THE EXERCISE: Pull out every line of the entries below that contains the string "floor", matching case exactly.

== RECORDS FOR THE TASK

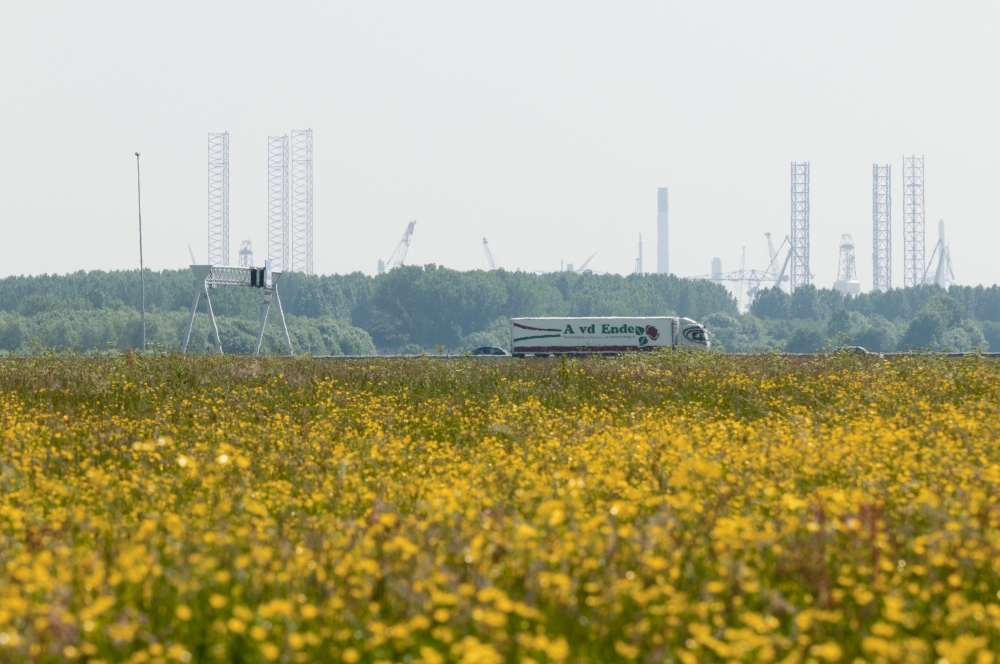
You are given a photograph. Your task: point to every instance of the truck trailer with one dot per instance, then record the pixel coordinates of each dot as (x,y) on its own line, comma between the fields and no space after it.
(544,336)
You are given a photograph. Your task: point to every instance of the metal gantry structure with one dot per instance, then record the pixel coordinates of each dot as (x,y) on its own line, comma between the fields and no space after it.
(208,277)
(277,202)
(491,264)
(881,227)
(246,254)
(914,225)
(218,198)
(301,258)
(799,236)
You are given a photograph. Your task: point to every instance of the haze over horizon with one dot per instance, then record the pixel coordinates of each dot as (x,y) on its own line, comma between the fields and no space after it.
(545,128)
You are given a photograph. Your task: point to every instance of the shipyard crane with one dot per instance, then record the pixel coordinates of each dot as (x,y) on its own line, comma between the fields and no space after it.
(943,276)
(398,254)
(585,263)
(489,255)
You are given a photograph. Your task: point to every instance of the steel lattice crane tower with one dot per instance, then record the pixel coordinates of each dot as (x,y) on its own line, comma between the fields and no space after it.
(881,227)
(800,226)
(246,254)
(301,258)
(218,198)
(847,274)
(913,220)
(277,203)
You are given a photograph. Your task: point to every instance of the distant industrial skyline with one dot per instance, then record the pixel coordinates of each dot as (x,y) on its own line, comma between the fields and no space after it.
(546,129)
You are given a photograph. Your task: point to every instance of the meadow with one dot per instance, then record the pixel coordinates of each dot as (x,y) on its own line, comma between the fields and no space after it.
(664,508)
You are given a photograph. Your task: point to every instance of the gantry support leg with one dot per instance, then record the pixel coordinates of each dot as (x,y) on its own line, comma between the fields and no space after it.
(211,317)
(194,308)
(281,312)
(263,320)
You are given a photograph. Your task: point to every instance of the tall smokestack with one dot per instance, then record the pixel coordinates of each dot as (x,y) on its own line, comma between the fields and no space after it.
(662,236)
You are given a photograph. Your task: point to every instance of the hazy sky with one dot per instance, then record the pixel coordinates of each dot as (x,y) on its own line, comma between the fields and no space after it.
(545,127)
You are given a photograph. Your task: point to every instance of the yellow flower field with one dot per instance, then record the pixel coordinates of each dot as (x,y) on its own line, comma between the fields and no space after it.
(664,508)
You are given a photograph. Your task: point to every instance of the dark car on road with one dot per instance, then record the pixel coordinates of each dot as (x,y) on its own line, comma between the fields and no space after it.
(490,350)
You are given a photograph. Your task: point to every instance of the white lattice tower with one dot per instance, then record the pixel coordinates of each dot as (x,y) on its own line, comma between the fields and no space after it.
(913,221)
(846,269)
(302,208)
(800,226)
(218,198)
(881,227)
(277,202)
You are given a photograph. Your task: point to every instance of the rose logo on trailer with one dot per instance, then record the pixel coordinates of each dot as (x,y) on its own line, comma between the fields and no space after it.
(695,334)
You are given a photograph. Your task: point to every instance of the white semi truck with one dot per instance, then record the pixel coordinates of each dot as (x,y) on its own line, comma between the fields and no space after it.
(542,336)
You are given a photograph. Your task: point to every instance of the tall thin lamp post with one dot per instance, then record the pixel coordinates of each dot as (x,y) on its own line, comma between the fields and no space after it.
(142,277)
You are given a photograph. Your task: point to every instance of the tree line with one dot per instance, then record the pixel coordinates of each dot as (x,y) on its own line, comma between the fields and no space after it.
(413,308)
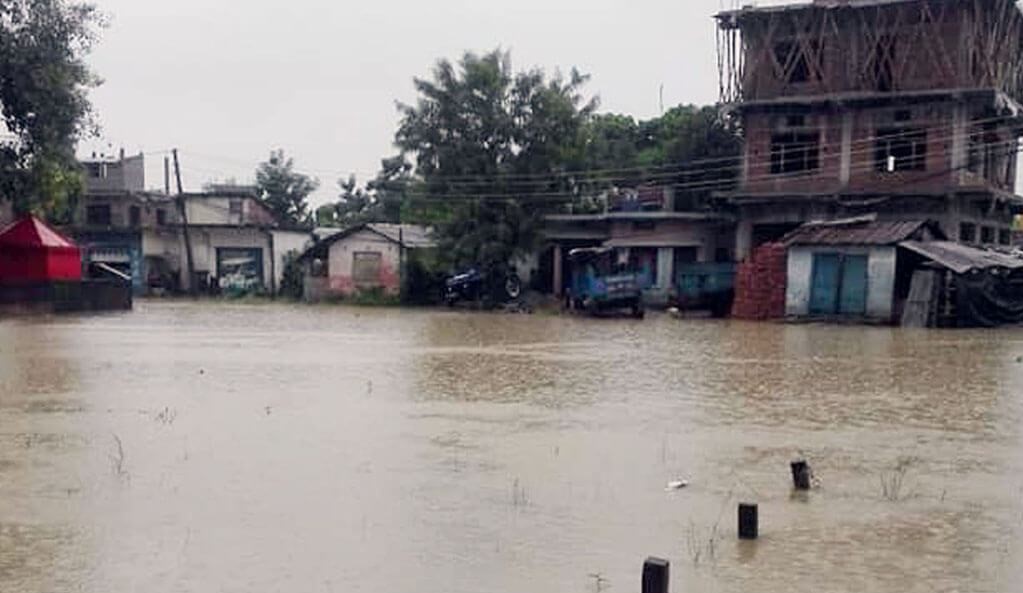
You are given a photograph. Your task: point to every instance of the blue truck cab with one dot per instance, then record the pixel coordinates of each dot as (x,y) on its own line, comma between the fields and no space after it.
(599,282)
(705,286)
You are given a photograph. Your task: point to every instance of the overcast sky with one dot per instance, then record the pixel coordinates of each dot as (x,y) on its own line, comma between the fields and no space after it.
(227,81)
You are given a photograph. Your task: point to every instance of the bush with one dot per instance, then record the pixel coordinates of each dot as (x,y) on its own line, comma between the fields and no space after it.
(292,278)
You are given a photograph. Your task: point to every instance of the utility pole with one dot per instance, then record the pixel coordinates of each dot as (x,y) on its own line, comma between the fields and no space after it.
(184,225)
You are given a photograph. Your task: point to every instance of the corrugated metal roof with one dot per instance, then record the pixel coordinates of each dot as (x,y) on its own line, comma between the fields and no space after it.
(961,259)
(823,4)
(411,236)
(855,233)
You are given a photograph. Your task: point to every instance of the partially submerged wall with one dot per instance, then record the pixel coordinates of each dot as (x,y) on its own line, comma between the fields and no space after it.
(760,284)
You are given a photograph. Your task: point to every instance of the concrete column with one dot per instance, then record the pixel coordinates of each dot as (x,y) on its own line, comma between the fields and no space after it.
(744,239)
(846,163)
(665,267)
(959,152)
(558,273)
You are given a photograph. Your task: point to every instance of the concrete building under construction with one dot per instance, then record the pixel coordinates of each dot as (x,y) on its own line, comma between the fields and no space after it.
(904,109)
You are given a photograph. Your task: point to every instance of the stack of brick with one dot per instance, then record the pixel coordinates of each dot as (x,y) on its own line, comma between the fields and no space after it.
(760,282)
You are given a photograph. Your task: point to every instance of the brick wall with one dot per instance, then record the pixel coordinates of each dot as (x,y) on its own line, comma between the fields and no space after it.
(760,282)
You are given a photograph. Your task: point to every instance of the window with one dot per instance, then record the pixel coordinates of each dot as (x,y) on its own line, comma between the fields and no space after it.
(794,152)
(900,149)
(968,232)
(96,170)
(366,267)
(883,61)
(98,215)
(318,268)
(796,64)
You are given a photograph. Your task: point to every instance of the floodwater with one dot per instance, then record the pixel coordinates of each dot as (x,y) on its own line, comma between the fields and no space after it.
(263,448)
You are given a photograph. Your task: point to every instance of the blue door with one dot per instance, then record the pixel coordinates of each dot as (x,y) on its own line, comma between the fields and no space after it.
(852,295)
(824,284)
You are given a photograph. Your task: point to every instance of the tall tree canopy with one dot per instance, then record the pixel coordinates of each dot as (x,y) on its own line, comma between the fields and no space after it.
(284,190)
(490,147)
(44,82)
(690,148)
(380,200)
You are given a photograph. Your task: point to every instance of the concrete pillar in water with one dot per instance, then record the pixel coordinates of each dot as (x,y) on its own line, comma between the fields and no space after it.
(800,474)
(558,272)
(655,576)
(748,521)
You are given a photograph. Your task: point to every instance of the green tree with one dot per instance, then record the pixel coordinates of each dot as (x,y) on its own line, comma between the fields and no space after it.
(284,190)
(491,149)
(380,200)
(44,84)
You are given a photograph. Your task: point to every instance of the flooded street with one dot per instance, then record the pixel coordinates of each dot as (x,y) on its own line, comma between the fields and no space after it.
(263,448)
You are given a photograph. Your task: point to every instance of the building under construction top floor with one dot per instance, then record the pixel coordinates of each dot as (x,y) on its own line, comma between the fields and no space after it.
(898,108)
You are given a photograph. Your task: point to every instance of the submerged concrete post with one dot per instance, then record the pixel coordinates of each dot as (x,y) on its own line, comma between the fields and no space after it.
(748,521)
(655,576)
(800,474)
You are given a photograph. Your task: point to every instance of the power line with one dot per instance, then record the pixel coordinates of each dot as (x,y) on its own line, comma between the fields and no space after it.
(710,182)
(707,185)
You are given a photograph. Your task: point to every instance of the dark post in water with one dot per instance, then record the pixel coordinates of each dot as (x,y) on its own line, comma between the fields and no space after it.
(655,576)
(801,474)
(748,529)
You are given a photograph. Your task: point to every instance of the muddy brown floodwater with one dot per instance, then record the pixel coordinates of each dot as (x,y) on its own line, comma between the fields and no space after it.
(243,448)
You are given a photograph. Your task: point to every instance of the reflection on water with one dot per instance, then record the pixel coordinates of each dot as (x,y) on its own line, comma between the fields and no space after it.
(268,448)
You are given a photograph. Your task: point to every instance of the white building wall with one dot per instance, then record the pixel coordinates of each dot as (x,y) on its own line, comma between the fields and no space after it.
(284,243)
(206,240)
(341,256)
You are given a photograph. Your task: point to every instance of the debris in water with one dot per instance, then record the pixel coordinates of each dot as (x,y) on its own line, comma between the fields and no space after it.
(676,485)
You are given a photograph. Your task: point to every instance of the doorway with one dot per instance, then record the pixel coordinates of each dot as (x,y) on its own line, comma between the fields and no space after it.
(838,284)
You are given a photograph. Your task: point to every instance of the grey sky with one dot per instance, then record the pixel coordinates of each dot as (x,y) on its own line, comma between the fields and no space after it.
(227,81)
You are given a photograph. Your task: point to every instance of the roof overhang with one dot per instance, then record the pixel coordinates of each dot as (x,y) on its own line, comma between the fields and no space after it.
(962,259)
(854,198)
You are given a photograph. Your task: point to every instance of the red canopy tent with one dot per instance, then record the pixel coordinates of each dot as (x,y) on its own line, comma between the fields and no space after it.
(32,252)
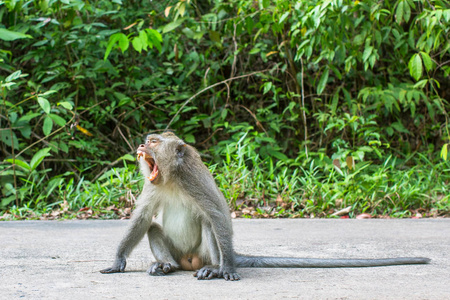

====

EXERCISE RESULT:
You are given a photograph. Your task: point to every instance of the building under construction top floor with one dot per instance, then record the pixel coordinates of each dot as (x,y) on its own line, comma between the fields and no space after it.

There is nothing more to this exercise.